==== Text for analysis

Rendering by Mario Cucinella Architects

The answer might lie in TECLA’s cool factor. While it was conceived as a humanitarian initiative, the building has sparked the interest of people of means: the firm has received requests from landowners who want to build eco-resorts. The sociologist sees this as the gateway to making the so-called mud house cool for everyone else. Then there’s its undeniable sophistication. By using parametric design, the firm could even precisely calibrate ventilation and insulation and ensure an optimal thermal mass.

“It’s not just a naïve shape, but also very performative,” says Giglio. The built-in furniture was printed along with the shell, and the integration of moveable furnishings and lighting, poured flooring (a clay-cement mix called Terracruda, made by Primat) and an eco plaster will complete the project, which is expected to be inaugurated in spring. And then there’s the landscape design. Conceived by Frassinago, the outdoor grounds are designed to collect water and use it for domestic purposes as well as for irrigating vegetables in a circular design that might also make the house the centre of a micro economy.

========
==== Data

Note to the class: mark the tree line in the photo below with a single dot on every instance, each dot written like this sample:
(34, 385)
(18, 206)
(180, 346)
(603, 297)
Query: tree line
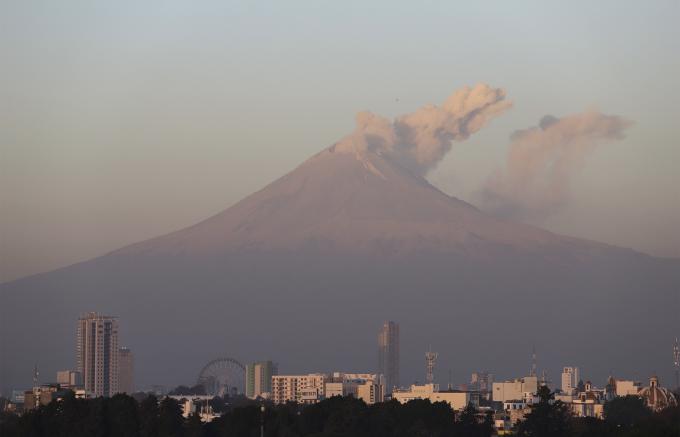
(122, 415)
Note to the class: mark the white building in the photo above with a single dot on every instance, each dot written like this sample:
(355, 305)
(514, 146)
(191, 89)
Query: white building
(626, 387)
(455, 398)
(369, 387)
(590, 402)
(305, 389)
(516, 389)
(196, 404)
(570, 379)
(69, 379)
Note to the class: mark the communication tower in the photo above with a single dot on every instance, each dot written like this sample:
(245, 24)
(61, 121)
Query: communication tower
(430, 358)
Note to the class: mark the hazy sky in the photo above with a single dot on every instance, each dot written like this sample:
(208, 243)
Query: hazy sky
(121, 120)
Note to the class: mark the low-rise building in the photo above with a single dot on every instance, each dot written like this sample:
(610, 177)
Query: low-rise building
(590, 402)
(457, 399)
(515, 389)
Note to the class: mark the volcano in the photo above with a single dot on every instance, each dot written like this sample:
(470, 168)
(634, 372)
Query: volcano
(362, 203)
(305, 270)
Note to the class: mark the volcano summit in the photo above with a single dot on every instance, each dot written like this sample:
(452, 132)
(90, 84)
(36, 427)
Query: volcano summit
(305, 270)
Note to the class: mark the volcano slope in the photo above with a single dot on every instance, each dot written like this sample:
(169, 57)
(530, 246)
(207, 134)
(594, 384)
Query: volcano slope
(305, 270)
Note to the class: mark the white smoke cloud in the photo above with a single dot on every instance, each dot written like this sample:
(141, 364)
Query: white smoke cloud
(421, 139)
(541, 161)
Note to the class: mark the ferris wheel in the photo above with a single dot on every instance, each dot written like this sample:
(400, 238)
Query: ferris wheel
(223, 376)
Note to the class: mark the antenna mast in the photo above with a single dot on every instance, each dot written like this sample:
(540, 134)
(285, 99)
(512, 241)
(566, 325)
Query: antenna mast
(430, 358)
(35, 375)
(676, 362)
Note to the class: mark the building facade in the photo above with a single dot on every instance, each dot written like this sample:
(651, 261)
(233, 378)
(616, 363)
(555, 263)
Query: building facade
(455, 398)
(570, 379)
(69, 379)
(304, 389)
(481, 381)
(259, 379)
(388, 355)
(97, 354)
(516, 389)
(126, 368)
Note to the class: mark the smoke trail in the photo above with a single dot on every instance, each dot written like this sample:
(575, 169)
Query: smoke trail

========

- [Task list]
(1) Retype everything in the TECLA passage from "Rendering by Mario" down to "optimal thermal mass.".
(2) Please list every proper name that appears in the TECLA passage.
The entries have no connection to the TECLA passage.

- [Solutions to the exercise]
(1)
Rendering by Mario Cucinella Architects

The answer might lie in TECLA’s cool factor. While it was conceived as a humanitarian initiative, the building has sparked the interest of people of means: the firm has received requests from landowners who want to build eco-resorts. The sociologist sees this as the gateway to making the so-called mud house cool for everyone else. Then there’s its undeniable sophistication. By using parametric design, the firm could even precisely calibrate ventilation and insulation and ensure an optimal thermal mass.

(2)
- Mario Cucinella Architects
- TECLA
- Giglio
- Terracruda
- Primat
- Frassinago